- [INSTRUCTIONS FOR THE TASK]: Below are records; state how many of their lines hold the word "tree", and give only the figure.

++++ THE INPUT ++++

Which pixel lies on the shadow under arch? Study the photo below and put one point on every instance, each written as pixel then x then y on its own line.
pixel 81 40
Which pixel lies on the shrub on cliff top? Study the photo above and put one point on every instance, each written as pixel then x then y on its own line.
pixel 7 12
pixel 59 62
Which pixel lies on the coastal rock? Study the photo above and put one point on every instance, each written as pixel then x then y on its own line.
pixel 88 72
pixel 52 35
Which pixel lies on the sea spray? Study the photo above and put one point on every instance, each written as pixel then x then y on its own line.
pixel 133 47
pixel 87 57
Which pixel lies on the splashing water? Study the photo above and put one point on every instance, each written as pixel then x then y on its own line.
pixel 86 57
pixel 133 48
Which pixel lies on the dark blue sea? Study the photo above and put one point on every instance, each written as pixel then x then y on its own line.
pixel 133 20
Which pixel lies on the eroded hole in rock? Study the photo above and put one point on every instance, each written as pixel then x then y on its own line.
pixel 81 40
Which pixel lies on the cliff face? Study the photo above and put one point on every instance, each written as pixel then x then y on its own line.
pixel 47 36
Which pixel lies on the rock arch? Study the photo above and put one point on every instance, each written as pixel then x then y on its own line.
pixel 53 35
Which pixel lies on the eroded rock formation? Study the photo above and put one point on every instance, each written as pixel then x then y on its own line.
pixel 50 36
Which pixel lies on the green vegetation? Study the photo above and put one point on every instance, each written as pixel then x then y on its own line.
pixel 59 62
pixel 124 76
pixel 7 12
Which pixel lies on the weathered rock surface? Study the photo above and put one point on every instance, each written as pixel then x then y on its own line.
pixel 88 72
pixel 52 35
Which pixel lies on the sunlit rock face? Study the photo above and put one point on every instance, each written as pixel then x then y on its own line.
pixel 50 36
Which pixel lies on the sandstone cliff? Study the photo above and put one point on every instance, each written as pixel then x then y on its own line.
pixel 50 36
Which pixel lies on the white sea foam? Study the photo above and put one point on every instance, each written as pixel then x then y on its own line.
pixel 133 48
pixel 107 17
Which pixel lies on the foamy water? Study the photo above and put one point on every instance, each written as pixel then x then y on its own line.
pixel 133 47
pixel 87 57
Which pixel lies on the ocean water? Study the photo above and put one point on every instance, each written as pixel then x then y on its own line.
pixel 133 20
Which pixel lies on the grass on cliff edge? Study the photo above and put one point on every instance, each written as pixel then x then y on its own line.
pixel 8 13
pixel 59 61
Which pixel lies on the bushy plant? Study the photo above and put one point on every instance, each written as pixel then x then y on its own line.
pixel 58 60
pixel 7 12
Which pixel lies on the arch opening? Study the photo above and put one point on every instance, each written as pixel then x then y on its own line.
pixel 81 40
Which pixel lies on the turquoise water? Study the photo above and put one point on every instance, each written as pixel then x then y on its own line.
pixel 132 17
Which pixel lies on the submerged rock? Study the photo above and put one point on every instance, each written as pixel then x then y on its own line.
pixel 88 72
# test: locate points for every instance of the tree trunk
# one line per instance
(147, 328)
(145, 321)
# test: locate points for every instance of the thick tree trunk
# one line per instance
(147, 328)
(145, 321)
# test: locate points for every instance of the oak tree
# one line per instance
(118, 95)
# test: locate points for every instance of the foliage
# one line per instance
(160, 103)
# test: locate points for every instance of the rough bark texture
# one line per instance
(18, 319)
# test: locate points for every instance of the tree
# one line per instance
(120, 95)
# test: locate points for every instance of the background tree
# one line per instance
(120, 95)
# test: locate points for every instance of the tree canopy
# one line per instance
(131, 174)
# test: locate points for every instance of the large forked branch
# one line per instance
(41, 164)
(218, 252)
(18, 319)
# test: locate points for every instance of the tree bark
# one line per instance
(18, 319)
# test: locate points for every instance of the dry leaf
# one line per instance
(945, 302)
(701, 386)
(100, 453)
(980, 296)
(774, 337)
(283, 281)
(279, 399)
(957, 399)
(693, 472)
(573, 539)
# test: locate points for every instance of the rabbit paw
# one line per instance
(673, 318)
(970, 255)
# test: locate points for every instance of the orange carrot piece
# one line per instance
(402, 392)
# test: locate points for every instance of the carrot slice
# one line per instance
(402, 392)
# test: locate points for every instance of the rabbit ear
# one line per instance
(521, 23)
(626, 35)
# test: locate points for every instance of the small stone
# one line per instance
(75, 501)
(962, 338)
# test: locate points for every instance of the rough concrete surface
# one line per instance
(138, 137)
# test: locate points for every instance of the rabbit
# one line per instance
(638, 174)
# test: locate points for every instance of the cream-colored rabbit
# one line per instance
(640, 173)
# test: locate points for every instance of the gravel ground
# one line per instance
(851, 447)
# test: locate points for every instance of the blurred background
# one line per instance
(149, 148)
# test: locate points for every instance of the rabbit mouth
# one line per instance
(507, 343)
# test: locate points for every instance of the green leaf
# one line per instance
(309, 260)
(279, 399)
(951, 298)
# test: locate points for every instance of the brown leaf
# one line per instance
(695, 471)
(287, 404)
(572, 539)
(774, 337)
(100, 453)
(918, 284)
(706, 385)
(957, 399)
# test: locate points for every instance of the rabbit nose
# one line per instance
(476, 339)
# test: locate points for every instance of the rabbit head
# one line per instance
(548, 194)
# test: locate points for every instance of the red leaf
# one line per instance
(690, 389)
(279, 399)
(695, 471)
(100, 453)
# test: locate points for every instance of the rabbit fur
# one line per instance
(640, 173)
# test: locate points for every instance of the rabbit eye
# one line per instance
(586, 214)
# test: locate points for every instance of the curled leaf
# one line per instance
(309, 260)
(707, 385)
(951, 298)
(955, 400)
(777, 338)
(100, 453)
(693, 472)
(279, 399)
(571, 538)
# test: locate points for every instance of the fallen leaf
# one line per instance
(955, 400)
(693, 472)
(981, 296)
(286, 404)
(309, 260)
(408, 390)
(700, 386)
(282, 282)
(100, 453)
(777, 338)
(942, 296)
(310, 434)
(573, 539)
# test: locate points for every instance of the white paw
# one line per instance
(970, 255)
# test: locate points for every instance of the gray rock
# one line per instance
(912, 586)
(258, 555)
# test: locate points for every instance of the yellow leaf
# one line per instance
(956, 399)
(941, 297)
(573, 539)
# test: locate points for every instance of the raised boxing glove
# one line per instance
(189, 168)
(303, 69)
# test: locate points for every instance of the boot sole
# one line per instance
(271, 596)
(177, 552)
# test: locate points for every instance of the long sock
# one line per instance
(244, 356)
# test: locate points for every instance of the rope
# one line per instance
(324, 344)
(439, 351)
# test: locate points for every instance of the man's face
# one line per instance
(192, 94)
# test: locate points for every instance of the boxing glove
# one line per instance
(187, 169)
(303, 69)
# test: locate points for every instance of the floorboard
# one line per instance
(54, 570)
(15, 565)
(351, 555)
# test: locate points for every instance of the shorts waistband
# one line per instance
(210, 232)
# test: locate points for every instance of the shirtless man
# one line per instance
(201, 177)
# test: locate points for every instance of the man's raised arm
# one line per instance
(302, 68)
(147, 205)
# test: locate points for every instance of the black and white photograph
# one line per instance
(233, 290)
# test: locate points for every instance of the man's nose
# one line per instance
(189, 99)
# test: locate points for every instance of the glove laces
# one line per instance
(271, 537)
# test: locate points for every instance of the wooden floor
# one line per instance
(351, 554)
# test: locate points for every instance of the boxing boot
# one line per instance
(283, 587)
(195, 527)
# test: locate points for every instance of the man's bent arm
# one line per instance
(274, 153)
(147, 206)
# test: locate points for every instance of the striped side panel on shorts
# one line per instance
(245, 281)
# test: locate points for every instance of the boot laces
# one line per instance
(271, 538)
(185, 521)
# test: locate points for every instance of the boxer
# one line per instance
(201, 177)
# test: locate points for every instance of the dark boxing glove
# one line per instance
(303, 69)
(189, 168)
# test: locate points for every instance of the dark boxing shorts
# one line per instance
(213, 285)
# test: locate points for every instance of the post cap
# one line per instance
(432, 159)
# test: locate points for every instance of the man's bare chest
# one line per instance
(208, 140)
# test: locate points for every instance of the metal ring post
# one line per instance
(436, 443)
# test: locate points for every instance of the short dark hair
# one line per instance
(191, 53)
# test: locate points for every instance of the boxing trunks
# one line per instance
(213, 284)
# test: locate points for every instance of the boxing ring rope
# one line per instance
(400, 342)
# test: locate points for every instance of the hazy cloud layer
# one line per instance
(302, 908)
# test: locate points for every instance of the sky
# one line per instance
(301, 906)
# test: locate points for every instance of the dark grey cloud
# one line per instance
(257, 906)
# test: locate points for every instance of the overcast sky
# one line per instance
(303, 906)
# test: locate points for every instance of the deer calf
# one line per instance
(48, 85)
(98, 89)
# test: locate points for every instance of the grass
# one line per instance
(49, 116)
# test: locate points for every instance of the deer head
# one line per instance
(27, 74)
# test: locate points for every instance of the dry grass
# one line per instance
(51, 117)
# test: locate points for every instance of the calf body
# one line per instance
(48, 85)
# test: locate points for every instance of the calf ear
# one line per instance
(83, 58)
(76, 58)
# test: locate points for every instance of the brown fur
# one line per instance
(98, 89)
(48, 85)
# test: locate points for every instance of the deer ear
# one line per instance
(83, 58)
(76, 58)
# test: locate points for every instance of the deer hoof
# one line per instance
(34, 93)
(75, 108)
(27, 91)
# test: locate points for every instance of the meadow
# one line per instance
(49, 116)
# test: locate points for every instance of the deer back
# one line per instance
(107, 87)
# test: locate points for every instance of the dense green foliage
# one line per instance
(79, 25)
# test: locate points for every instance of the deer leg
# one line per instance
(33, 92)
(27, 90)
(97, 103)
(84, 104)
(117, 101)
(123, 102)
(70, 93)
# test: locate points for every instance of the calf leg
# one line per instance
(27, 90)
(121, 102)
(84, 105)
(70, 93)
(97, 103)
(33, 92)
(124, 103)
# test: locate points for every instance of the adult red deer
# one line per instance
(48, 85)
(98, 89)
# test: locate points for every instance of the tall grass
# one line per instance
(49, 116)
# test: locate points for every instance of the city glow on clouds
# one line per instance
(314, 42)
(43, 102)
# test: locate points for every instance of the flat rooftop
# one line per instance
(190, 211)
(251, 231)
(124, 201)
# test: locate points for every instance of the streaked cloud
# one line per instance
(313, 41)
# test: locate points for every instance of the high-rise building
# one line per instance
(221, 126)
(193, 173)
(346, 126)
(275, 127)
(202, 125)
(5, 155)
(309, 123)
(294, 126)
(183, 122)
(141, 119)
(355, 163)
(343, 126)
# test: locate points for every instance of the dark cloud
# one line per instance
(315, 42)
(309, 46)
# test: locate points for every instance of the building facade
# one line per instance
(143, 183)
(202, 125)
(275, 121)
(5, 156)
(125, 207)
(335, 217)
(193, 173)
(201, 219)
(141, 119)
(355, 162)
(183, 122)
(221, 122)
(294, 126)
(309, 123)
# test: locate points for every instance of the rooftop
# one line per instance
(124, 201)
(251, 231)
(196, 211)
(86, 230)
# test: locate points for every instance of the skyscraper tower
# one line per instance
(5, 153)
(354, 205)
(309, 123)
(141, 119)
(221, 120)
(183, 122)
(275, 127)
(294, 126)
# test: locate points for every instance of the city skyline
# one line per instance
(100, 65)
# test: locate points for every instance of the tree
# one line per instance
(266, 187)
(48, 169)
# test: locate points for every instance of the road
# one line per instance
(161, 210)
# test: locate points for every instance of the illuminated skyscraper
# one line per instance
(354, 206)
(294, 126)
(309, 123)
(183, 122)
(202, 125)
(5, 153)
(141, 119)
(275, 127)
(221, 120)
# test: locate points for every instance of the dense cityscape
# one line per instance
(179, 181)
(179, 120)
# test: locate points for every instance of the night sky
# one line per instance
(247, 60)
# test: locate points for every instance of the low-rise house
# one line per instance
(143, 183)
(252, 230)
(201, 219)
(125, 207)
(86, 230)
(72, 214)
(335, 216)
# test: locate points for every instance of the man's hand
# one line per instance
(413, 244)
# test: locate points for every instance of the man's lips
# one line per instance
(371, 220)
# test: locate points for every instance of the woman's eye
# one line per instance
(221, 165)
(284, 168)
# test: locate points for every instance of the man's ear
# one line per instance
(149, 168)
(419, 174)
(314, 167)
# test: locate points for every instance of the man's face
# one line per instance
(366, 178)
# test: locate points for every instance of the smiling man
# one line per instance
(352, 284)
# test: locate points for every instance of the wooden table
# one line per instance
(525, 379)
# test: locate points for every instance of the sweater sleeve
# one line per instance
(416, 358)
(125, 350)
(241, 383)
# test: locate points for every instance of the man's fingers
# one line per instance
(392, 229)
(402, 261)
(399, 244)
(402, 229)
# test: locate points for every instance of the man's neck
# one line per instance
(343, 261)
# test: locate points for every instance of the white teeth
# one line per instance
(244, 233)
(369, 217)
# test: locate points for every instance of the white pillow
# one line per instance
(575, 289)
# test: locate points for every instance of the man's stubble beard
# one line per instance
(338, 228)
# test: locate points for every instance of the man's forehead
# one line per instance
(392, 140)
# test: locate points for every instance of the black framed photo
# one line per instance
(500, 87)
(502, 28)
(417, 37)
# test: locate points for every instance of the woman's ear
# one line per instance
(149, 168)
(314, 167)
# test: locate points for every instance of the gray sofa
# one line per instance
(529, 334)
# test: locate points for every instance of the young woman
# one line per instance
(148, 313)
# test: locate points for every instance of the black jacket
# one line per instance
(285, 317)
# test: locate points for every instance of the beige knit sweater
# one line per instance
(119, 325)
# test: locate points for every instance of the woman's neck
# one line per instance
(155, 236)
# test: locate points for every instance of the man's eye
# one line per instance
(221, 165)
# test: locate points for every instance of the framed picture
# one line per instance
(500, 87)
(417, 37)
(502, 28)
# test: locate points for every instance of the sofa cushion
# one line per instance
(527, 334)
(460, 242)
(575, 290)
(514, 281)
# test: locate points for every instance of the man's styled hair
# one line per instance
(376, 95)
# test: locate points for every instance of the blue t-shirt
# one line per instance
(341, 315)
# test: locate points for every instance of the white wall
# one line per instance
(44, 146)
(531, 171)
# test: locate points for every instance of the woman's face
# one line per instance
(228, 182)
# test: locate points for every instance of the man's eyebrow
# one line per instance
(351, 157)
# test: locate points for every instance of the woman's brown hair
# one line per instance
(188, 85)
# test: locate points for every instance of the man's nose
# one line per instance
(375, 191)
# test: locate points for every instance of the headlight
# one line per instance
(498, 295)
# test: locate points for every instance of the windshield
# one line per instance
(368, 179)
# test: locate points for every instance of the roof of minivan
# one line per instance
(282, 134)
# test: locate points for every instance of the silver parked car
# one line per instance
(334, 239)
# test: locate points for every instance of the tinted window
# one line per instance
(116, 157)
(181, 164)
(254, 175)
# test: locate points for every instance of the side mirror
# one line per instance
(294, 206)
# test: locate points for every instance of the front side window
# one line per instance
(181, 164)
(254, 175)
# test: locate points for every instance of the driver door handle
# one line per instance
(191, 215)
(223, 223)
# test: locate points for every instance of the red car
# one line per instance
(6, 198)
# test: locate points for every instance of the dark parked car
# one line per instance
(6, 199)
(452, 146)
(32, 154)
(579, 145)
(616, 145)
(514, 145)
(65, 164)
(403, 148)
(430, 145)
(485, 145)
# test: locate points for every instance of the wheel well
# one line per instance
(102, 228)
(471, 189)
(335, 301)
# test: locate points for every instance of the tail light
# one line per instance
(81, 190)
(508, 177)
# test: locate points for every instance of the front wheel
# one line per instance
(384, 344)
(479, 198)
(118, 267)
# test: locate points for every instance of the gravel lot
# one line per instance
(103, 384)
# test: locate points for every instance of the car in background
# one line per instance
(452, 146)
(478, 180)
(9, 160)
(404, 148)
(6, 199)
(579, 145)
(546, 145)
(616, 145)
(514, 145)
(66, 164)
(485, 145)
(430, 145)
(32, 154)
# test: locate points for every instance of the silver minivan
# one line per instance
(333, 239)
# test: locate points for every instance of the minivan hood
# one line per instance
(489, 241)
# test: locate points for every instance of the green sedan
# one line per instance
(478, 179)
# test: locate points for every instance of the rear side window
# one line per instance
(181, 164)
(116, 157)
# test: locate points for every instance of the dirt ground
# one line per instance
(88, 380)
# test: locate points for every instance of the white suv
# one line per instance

++++

- [RESULT OF THE TASK]: 8